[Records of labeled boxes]
____

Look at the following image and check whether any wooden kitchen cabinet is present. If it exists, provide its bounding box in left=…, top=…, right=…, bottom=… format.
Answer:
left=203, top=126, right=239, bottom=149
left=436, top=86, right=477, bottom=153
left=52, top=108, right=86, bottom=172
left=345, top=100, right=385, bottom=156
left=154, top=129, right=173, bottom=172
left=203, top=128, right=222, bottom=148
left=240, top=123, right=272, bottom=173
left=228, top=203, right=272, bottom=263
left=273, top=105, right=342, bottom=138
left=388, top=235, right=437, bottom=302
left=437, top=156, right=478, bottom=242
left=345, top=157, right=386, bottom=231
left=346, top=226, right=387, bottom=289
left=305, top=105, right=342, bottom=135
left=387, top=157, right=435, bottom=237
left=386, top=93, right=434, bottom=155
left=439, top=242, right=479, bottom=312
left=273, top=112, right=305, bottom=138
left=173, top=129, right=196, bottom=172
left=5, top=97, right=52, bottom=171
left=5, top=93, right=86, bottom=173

____

**Exercise**
Copy all of the material above word for word, with nothing changed.

**Solution to this task**
Look at the following image and check whether any wooden kitchen cabinet is present. If it exists, provide its bounding box in left=…, top=…, right=…, bottom=… format.
Answer:
left=203, top=126, right=239, bottom=149
left=436, top=86, right=477, bottom=153
left=52, top=108, right=86, bottom=172
left=345, top=100, right=385, bottom=156
left=154, top=129, right=173, bottom=172
left=203, top=128, right=222, bottom=148
left=240, top=123, right=272, bottom=173
left=228, top=203, right=272, bottom=263
left=273, top=105, right=342, bottom=138
left=388, top=235, right=437, bottom=302
left=437, top=156, right=478, bottom=242
left=345, top=157, right=386, bottom=231
left=346, top=226, right=387, bottom=289
left=305, top=105, right=342, bottom=135
left=387, top=157, right=435, bottom=237
left=386, top=93, right=434, bottom=155
left=439, top=242, right=479, bottom=312
left=273, top=112, right=305, bottom=138
left=173, top=129, right=196, bottom=172
left=5, top=97, right=52, bottom=171
left=5, top=93, right=86, bottom=173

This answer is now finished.